OBJETIVO 1
Responda às perguntas abaixo com base no artigo sobre o analfabetismo no Ceará.
(a) Em que local Francisco Reinaldo Tavares trabalha como guardador de veículos?
(b) Qual é a taxa de analfabetismo do Ceará segundo o Censo Demográfico de 2022?
(c) Qual município cearense tem a maior taxa de analfabetismo e qual é essa taxa?
OBJETIVO 2
Prossiga com o artigo sobre o analfabetismo no Ceará a partir da última frase apresentada.

“Quem criou essa palavra ‘analfabetismo’? Porque para mim ela não existe. Para mim não existe analfabeto, existe uma pessoa desinformada na leitura”, é o que acha Francisco Reinaldo Tavares, 45, que é guardador de veículos na Praça do Ferreira e circense em artes cênicas. Ele conta que nunca aprendeu a ler e escrever, além do seu nome, mas isso não o impede de seguir na carreira artística.
No Ceará, quase 1 milhão de pessoas vivem a mesma realidade de Francisco. São pessoas que, com 15 anos ou mais, não sabem ler e escrever uma carta simples. O número é equivalente a 14,1% da população, o dobro da média nacional que é 7%, segundo o último Censo Demográfico de 2022 do Instituto Brasileiro de Geografia e Estatística (IBGE). O resultado é um contraste com a alfabetização na idade certa, que coloca o Estado em posição de destaque nacional, ficando acima da média de todo país, a exemplo do ocorrido em junho deste ano.
A alfabetização na idade certa deve acontecer segundo a legislação até o 2º ano do Ensino Fundamental. Entre os municípios cearenses, Fortaleza tem a menor taxa de analfabetismo, com 5,6%, um total de cerca de 150 mil pessoas não sabem ler ou escrever na Capital. Em seguida, vêm Eusébio com 5,6%, Maracanaú com 7,2%, Caucaia com 8,4% e Pacatuba com 8,6%. Segundo os mesmos dados, os municípios com as maiores taxas de analfabetismo são do Interior do Estado: Quixelô com 29,1%, Granja com 29%, Aiuaba com 28,3%, Salitre com 28,2% e Barroquinha com 27,8%.

LINHAS DE DADOS
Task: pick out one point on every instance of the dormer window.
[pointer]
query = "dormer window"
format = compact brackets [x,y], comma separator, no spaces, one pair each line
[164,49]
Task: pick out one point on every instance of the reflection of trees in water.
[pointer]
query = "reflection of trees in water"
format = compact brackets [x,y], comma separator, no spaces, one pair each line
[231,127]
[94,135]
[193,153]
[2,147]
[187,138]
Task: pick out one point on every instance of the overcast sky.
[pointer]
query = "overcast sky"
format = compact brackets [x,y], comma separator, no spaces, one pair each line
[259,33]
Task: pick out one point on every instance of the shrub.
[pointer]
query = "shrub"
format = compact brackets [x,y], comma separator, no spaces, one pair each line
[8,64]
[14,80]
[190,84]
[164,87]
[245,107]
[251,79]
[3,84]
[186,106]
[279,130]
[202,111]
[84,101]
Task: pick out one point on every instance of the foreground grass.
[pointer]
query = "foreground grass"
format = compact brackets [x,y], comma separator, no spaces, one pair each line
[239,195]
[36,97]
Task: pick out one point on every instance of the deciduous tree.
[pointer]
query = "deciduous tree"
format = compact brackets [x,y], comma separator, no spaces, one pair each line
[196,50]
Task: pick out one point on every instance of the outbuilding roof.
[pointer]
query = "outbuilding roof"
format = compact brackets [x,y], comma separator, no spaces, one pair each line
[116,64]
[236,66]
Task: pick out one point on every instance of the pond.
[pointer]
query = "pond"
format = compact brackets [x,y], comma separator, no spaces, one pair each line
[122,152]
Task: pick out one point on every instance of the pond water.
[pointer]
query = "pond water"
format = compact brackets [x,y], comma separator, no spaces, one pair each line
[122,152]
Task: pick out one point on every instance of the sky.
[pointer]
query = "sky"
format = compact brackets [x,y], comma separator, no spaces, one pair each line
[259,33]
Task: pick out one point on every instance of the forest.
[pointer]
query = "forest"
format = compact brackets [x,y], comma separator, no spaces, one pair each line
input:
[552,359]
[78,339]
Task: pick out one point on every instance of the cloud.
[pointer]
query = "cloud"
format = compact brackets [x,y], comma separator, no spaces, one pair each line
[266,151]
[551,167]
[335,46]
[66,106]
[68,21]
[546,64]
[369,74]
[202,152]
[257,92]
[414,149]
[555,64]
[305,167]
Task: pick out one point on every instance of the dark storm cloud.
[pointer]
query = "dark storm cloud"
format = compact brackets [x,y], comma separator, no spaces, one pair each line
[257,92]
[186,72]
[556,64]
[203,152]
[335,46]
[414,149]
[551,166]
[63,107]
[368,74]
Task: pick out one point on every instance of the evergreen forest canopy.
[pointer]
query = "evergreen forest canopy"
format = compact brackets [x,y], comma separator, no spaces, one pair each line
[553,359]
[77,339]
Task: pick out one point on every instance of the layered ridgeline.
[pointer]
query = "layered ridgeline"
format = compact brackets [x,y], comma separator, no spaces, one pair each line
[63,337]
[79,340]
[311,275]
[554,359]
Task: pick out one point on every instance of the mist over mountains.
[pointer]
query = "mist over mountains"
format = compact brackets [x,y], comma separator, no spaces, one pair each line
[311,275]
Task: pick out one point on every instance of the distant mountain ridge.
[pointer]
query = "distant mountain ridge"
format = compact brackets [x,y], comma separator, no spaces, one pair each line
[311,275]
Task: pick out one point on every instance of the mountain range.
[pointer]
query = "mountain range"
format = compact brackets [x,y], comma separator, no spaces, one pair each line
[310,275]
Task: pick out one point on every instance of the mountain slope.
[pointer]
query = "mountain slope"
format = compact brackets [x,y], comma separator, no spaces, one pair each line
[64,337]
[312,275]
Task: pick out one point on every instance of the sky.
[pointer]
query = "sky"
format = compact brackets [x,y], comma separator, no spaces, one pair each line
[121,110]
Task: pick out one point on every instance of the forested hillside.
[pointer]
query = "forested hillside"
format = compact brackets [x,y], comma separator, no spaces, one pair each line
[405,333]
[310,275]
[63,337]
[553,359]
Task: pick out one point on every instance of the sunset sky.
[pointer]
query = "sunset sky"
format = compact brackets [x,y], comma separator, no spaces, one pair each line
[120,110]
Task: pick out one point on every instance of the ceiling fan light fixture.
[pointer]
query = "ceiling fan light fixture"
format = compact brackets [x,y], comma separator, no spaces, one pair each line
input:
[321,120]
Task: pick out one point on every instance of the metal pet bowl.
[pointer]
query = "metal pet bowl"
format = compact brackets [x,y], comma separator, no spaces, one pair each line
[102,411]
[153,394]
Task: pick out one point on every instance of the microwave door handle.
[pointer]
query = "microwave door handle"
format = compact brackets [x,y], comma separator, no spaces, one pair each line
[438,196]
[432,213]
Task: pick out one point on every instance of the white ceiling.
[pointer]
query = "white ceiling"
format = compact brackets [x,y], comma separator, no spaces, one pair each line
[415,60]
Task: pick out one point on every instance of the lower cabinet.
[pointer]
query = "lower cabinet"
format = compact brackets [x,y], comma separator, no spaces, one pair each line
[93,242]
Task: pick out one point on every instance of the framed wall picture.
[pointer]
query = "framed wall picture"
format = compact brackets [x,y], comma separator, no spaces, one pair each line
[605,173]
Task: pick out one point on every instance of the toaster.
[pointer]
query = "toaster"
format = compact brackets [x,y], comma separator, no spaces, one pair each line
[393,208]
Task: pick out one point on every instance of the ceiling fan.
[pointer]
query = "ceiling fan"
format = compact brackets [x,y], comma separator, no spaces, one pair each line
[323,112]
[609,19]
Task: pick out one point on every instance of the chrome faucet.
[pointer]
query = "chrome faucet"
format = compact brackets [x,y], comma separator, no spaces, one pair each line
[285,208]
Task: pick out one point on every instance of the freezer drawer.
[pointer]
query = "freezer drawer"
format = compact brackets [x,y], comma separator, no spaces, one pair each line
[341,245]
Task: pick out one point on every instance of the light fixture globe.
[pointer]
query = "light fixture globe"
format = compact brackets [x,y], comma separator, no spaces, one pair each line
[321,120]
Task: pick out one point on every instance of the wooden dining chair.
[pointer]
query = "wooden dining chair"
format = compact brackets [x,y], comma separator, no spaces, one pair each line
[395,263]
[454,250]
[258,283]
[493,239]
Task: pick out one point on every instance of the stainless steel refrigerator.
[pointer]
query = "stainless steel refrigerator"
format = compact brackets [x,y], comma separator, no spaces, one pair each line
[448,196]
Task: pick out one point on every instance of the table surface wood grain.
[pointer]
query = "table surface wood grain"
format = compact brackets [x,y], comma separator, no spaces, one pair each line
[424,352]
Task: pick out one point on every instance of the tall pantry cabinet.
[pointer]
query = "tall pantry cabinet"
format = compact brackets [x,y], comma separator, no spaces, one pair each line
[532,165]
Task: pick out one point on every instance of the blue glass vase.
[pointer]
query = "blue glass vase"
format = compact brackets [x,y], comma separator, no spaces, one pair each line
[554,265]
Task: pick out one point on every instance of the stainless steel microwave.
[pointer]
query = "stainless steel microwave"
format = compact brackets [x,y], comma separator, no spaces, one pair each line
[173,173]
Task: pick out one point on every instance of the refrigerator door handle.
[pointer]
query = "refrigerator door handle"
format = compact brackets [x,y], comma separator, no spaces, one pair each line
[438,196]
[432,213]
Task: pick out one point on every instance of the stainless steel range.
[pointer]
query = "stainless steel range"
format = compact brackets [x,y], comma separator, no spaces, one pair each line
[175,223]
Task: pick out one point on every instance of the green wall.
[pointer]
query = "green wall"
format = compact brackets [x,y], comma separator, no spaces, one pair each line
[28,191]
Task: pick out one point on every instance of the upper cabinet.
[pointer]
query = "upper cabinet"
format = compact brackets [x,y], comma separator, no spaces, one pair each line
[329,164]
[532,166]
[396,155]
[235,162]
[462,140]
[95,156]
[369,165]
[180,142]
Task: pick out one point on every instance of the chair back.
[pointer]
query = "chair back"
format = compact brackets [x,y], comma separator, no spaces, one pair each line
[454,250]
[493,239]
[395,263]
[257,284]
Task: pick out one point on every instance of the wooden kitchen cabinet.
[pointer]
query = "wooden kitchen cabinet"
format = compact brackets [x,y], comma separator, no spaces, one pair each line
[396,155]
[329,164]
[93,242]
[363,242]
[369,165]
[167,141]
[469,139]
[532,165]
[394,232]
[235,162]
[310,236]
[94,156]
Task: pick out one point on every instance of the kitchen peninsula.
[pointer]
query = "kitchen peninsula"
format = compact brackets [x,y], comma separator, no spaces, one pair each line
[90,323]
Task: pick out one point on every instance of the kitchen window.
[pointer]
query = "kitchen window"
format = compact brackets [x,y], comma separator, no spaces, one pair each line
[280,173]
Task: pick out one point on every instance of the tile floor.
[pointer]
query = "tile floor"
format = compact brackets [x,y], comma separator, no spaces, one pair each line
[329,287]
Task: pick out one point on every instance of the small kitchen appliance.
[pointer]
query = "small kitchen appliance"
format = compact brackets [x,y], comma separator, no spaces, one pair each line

RESPOSTA 1
(a) Na Praça do Ferreira.
(b) 14,1% da população.
(c) Quixelô, com 29,1%.

RESPOSTA 2
Pacatuba, que tem a quinta menor taxa de analfabetismo, foi procurada pela reportagem, mas não houve retorno. A Secretaria de Educação de Barroquinha, que tem a pior taxa, também foi procurada, mas os e-mails enviados retornaram à redação como não localizados. Questionado pelo O Estado sobre seus dados mais atuais, o Ministério da Educação (MEC) afirmou que sua base de informações são os números do Censo 2022 do IBGE, os mesmos usados pela reportagem.
Como driblar
Mauro Regis, 36, conta que a falta de estímulo o fez largar os estudos na quarta série. “Eu ia para o colégio somente para brincar e merendar. Não tive o incentivo que precisava para continuar”, relembra. A evasão escolar é um dos principais desafios, principalmente no Ensino Médio. Segundo estudo realizado pela Unicef, entre 2016 e 2019, mais de 11 mil crianças e adolescentes abandonaram os estudos no Interior do Ceará.
No Brasil, ao todo, 480 mil estudantes do Ensino Médio largaram a escola e 9 milhões não concluíram a etapa escolar, conforme o IBGE. Foi a partir desses dados que o Governo Federal decidiu criar o programa Pé-de-meia, que ajuda financeiramente estudantes de Ensino Médio, tanto no ensino regular quanto na Educação de Jovens e Adultos (EJA). No programa, o estudante recebe depósitos mensais no valor de R$ 200, além de um bônus por concluir cada ano e participar do Exame Nacional do Ensino Médio (ENEM).
Segundo a Secretaria de Educação do Ceará (Seduc), o Programa Brasil Alfabetizado (PBA) foi retomado no Estado com o compromisso de alfabetizar jovens, adultos e idosos. “Em 2024, o Ceará deu início ao Programa com 70 turmas distribuídas em todas as regionais que compõem o estado. São 1.050 estudantes em situação de analfabetismo que terão a oportunidade de aprender a ler e a escrever. As aulas acontecerão entre os meses de agosto a dezembro”, afirma a pasta em nota.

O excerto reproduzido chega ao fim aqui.